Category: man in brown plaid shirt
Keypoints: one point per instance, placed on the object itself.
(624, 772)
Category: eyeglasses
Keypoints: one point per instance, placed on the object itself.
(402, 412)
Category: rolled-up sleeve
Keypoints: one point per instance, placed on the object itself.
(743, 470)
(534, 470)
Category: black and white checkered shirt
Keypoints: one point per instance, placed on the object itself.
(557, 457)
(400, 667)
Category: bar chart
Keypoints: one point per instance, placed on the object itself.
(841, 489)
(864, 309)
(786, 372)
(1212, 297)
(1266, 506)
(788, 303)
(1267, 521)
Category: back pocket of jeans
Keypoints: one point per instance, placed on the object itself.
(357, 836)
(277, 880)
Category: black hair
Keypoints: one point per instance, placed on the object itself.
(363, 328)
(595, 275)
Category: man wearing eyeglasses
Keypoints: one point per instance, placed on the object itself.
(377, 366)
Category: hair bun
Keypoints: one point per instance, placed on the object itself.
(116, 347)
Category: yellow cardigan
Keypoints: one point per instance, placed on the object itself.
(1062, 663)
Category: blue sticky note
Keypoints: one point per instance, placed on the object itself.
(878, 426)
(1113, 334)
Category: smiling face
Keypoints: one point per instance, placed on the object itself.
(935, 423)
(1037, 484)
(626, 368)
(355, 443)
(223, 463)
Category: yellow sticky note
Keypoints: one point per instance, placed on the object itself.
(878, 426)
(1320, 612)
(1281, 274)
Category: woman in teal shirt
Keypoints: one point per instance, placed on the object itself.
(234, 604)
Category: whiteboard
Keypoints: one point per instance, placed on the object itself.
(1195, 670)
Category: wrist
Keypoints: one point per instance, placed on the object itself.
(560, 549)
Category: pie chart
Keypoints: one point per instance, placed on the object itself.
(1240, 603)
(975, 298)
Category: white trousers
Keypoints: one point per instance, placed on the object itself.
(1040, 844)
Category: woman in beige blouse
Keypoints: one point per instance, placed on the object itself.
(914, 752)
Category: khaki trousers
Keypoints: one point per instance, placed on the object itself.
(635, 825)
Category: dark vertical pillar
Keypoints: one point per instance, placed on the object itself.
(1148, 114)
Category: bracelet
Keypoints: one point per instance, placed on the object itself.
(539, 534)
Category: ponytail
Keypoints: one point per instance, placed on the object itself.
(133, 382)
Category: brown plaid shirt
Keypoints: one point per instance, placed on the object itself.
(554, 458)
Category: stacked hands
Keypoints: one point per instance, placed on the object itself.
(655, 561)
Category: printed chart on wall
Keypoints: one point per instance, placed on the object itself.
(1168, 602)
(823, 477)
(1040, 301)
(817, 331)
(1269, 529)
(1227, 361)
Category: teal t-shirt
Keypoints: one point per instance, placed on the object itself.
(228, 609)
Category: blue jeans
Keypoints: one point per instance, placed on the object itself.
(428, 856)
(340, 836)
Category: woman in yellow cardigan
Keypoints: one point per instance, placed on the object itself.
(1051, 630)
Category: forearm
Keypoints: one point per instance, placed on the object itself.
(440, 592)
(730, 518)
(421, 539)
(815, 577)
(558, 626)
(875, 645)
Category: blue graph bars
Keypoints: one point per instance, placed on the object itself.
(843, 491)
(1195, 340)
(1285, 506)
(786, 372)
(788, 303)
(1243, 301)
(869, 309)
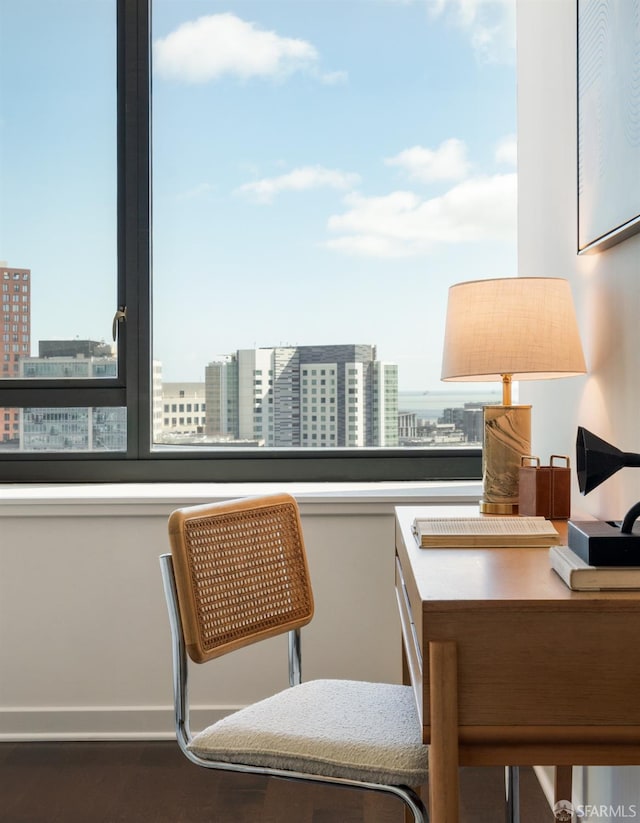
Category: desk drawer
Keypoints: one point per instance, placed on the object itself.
(410, 638)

┄┄┄┄┄┄┄┄┄┄

Direction: Go through the listing above and write it all out exactly, leaving out any picture.

Response to the task:
Category: man in brown plaid shirt
Keypoints: one point per instance, placed on the object itself.
(624, 772)
Category: eyeglasses
Keypoints: one point per instance, placed on the object itself.
(402, 412)
Category: rolled-up sleeve
Keypoints: one point per instance, placed on the object itself.
(743, 470)
(534, 470)
Category: black and white checkered shirt
Keypoints: one point per instance, placed on the object itself.
(557, 457)
(400, 667)
Category: bar chart
Keypoints: one point per instance, placed on the object itself.
(841, 489)
(864, 309)
(786, 372)
(1212, 297)
(1266, 506)
(788, 303)
(1267, 521)
Category: back pocket of jeans
Keypoints: one point per instance, placed on the object itself.
(357, 836)
(277, 880)
Category: black hair
Keypoints: one point per instance, placed on the object itself.
(363, 328)
(595, 275)
Category: man wearing eyeglasses
Keypoints: one point per instance, placed on the object itself.
(377, 366)
Category: hair bun
Keypoints: one point per instance, placed on the object itself.
(116, 347)
Category: yellow cardigan
Keypoints: one point per instance, placed on the object itself.
(1062, 663)
Category: blue sticky note
Keypoints: one point per instance, placed on the object itself.
(878, 426)
(1113, 334)
Category: smiling face
Keypoints: one point per instance, placed on the object itself.
(935, 423)
(1037, 484)
(626, 368)
(355, 443)
(223, 463)
Category: yellow sticky note
Keypoints: one point per instance, placed on the object itself.
(878, 426)
(1320, 612)
(1281, 274)
Category: woman in teal shirt
Keypoints: one point per instance, placed on the object itself.
(234, 604)
Category: whiteboard
Keypoints: one point per instance, placed on the object itself.
(1195, 670)
Category: wrist
Keypoints: one point per instance, placed on the object itself.
(560, 549)
Category: pie chart
Keypoints: one point per instance, placed on the object itself.
(1240, 603)
(975, 298)
Category: white trousers
Keypoints: one point per instance, placed on the object itself.
(1040, 844)
Category: woman in beige blouse
Keypoints: one point per instance, placed on the object itself.
(914, 752)
Category: khaki trousers
Keypoints: one point per instance, placed on the object itself.
(635, 825)
Category: dark vertical pillar
Keypoints: one point per instance, placed on the object itself.
(1148, 114)
Category: bracelet
Keypoints: one point per instance, placed on the object itself.
(539, 534)
Category: ponytail
Keypoints: one point per instance, placed on the object itself.
(133, 382)
Category: brown plaid shirt
Keypoints: one point per instance, placed on the object itself.
(554, 458)
Category: stacked hands
Keypoints: one point per instance, placed on the object itself.
(655, 561)
Category: printed chart on wall
Keypoints: one point per instance, placed on the object itself.
(1168, 602)
(823, 477)
(1040, 301)
(817, 331)
(1269, 529)
(1227, 361)
Category: teal t-shirt
Keypoints: one point per instance, placed on the object itself.
(228, 609)
Category: blue jeans
Keypoints: one point per instance, placed on the object itself.
(428, 856)
(340, 836)
Category: woman in yellow cardigan
Keypoints: one point per instance, placed on the object itself.
(1051, 630)
Category: forearm
Keypoints: one point per instance, placed on the object itself.
(440, 592)
(730, 518)
(421, 539)
(815, 577)
(558, 626)
(875, 645)
Category: blue graph bars
Keypoints: one point per instance, placed on the object itself.
(843, 491)
(1195, 340)
(1285, 506)
(786, 372)
(788, 303)
(1243, 301)
(869, 309)
Category: desk drawer
Keypoints: one point per instance, placed on the object itself.
(410, 638)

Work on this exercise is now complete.